### PROVIDED PASSAGE

- - - - -

Kriegschroniken

‘There is profound disappointment in him’: mood in Russia turns against Putin

‘There is profound disappointment in him’: mood in Russia turns against Putin

Vladimir Putin pulled up to a hotel in central Moscow earlier in May in a Russian-made SUV, dressed casually in jeans and a light jacket. Carrying a bouquet of flowers, he walked unhurriedly into the lobby and embraced his former schoolteacher Vera Gurevich, who kissed him on both cheeks.

He then helped Gurevich into his car and drove her to dinner at the Kremlin.

It came just a day after several western media outlets, citing a European intelligence report, claimed Putin had spent weeks hiding in an underground bunker, gripped by fears of assassination or even a coup.

The televised meeting was carefully crafted to reinforce a very different image of the Russian leader, one which he has refined over 25 years in power: the approachable, confident president, a man of the people casually dropping in on an old teacher.

- - - - -

### DATA LINES
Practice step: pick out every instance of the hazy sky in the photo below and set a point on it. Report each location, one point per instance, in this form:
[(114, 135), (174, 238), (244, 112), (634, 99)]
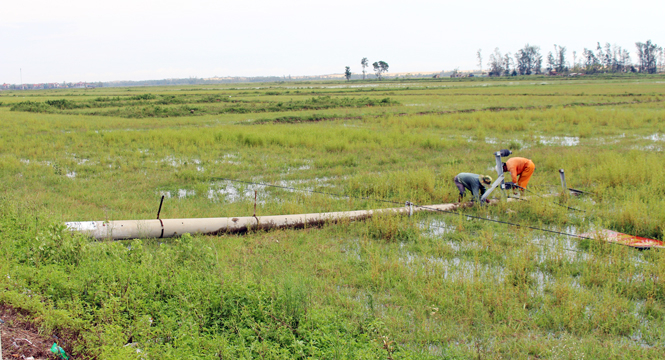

- - - - -

### WORK TO COMPLETE
Do these statements agree with the article about Putin? (a) Putin arrived at the Moscow hotel in a foreign-made car. (b) His former schoolteacher kissed him on both cheeks. (c) He took her to dinner at a restaurant in central Moscow. These lines come from a separate source, unrelated to the article.

### EXERCISE SOLUTION
(a) No: "in a Russian-made SUV."
(b) Yes: "who kissed him on both cheeks."
(c) No: "drove her to dinner at the Kremlin."